**READING PASSAGE**
Two years ago  Clyde Cristman made a presentation to the Senate Finance Committee estimating how much it would cost to meet Virginia’s Chesapeake Bay watershed clean-up goals. Some of the costs were reasonably solid but others, he recalls, “were little better than a wild guess.” The total tab for state government, local government, farmers and property owners: between $13.6 and $15.7 billion.

That document is still being cited as the most definitive report on the subject. “I was hoping that someone would come along and say, ‘Cristman doesn’t know what he’s talking about,” says the legislative analyst. But nobody has.

The biggest wild card is the cost of meeting storm water TDML standards, which Cristman guesstimates will cost between $9.4 billion and $11.7 billion. (TDML stands for maximum allowable Total Maximum Daily Load of nitrogen, phosphorous, sediment and other pollutants.) While the Virginia Department of Transportation will be liable for about $2.1 billion, the rest will fall upon local governments.

By 2014 all governments in Virginia are required to put storm water programs into effect, says Larry Land, director of policy development for the Virginia Association of Counties. There’s still a lot of uncertainty. Between the Chesapeake Bay Preservation Act, the Clean Water Act, the Virginia Storm Water Management Act, an Obama administration executive order and the shift in state oversight from the Department of Conservation and Natural Resources to the Department of Environment Quality, he says, “it gets so entangled, it creates a confusing milieu.”

One thing that seems likely is that localities will get slammed by new financial obligations , however large, at the worst possible time. The $14-15 billion clean water bill comes due just as local governments are being forced to shoulder in $15.2 billion in unfunded pension obligations.

The sums are so large that it is difficult to imagine paying for them out of general funds. “There are a lot of localities that don’t have a clue” how they will handle the situation,  says Cristman. Many may feel compelled to institute new taxes or user fees.

**DATASET EXTRACT**
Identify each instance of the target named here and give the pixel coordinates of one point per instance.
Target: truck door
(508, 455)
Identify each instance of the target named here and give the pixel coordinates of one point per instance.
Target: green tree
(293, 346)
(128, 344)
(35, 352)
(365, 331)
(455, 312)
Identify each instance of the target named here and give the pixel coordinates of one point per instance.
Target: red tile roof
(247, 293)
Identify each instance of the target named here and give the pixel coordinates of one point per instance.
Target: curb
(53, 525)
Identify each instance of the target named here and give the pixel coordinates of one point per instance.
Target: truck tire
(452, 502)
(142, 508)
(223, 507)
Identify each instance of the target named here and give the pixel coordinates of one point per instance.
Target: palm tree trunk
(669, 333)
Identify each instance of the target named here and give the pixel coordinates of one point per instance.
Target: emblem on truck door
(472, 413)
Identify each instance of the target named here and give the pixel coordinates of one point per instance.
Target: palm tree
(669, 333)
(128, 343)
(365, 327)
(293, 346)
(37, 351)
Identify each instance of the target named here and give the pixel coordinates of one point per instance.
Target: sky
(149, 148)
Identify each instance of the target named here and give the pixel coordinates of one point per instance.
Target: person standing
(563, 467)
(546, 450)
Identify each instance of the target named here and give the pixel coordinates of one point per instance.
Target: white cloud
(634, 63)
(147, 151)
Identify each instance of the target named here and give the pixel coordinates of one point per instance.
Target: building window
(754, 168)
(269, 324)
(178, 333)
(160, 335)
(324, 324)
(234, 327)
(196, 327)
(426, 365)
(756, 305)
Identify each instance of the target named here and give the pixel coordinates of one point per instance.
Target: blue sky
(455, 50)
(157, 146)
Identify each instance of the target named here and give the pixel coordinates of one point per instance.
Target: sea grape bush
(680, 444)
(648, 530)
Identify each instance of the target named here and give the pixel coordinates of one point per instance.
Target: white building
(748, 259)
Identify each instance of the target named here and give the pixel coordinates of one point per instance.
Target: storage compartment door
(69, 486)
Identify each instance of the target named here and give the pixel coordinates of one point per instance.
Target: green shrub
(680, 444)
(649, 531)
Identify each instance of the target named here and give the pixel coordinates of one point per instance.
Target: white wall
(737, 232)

**JOB**
From the article on Chesapeake Bay clean-up costs, return the passage from "The sums are" to "or user fees." word for word.

**OUTPUT OF THE TASK**
The sums are so large that it is difficult to imagine paying for them out of general funds. “There are a lot of localities that don’t have a clue” how they will handle the situation,  says Cristman. Many may feel compelled to institute new taxes or user fees.